“I do believe that most people probably end up wishing they’d taken more chances in life, risked more, had more fun. I doubt that people agonize over those days they were late to work or regretted missing school on the day when the visiting missionaries showed slides of the leper colony. I don’t know any woman who would lie on her deathbed and wish she hadn’t eaten that last box of Godiva chocolates and I’ll bet there’s not a man anywhere who would lie on his deathbed and wish he’d gone to see Yanni “Live at the Palace.”
— Bonnie McCafferty, Ace, November 1994
Louisville writer Bonnie McCafferty, author of Smiling Through the Apocalypse (1992), died Sunday, after a long illness. NPR’s Bob Edwards wrote in 1992, “Bonnie McCafferty understands that we live in an imperfect world but wonders why our imperfections lack imagination. As a girl, she dreamed of being a writer. Now she writes like a dream.”
She was known for her sharp wit, but gentle soul. Throughout the early 90s, she was a contributing columnist at The Chicago Tribune, Louisville Magazine, and at Ace, and also co-hosted a popular Louisville radio show, “On Good Authority,” on WFPL with the late Bob Schulman and Bob Hill. Prior to that, she worked for many years as a creative in advertising and PR, where she worked with clients like Brown Forman.

★ ★ ★

Task item:
Answer these questions from the text on Bonnie McCafferty above:
(a) What book did she write, and in what year was it published?
(b) On which station did the radio show "On Good Authority" air?
(c) Which client is named from her years in advertising and PR?

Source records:

★ ★ ★

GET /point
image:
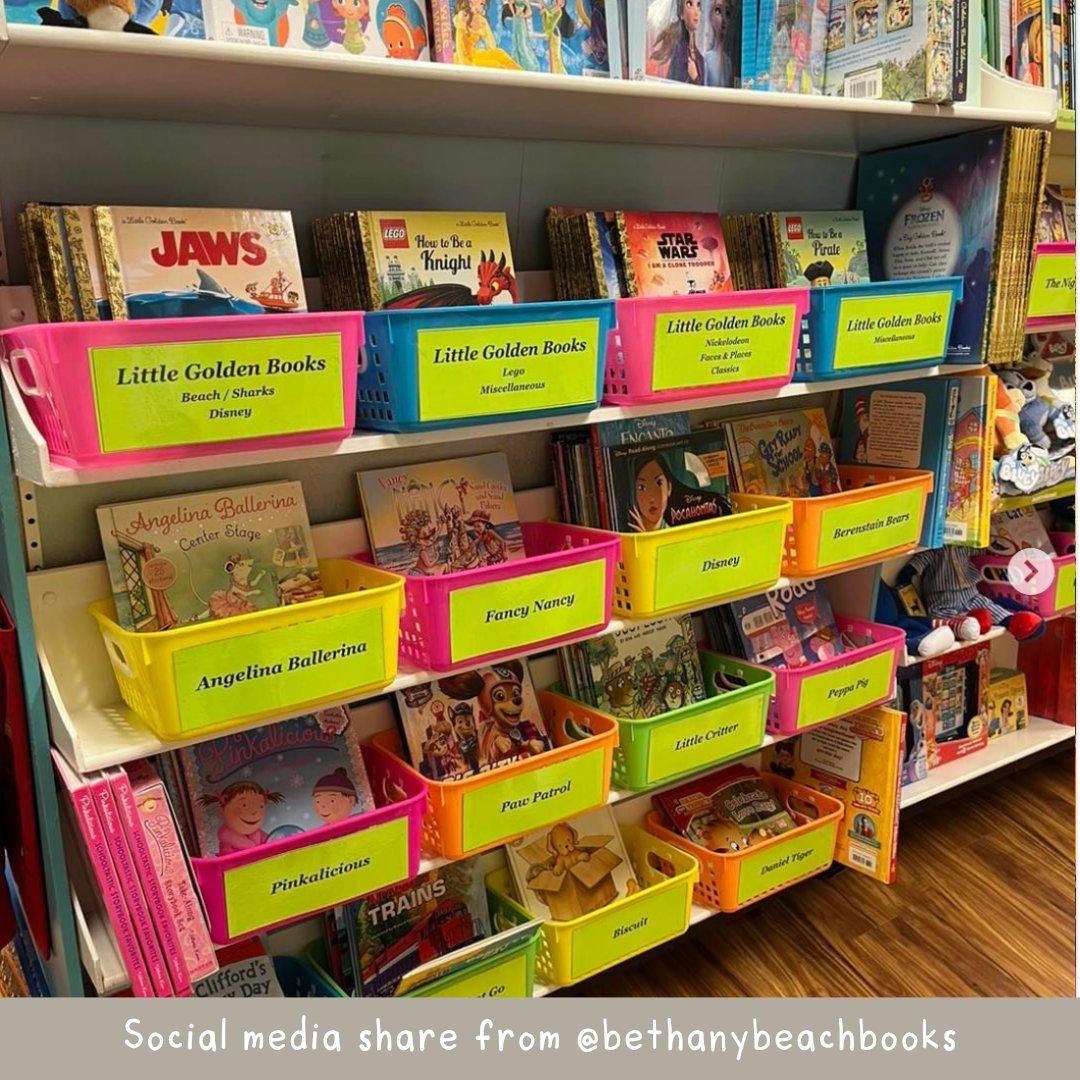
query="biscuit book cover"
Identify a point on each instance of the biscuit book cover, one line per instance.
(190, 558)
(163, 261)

★ ★ ★

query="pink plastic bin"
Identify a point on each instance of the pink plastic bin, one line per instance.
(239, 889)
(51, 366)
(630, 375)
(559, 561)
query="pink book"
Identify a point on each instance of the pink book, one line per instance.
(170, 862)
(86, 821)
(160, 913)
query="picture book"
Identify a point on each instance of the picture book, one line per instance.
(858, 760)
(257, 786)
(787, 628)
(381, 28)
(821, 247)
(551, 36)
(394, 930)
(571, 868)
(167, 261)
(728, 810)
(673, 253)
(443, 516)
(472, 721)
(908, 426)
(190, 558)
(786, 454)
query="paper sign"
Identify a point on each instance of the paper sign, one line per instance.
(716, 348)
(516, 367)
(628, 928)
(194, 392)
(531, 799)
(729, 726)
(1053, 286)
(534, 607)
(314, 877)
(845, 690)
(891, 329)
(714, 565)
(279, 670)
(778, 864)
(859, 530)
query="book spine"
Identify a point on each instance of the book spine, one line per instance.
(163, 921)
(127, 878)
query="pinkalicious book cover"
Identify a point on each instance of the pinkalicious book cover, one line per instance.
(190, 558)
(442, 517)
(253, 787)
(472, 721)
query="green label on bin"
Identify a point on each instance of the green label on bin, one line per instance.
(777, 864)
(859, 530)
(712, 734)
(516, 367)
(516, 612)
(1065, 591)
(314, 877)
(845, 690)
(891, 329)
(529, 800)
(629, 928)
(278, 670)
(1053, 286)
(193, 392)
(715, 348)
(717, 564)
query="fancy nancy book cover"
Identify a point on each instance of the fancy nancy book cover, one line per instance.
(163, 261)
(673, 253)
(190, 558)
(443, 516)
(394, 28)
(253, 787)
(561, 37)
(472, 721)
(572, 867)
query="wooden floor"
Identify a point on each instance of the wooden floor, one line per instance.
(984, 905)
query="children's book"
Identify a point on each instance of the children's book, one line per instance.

★ ★ ★

Answer space:
(a) Smiling Through the Apocalypse, 1992
(b) WFPL
(c) Brown Forman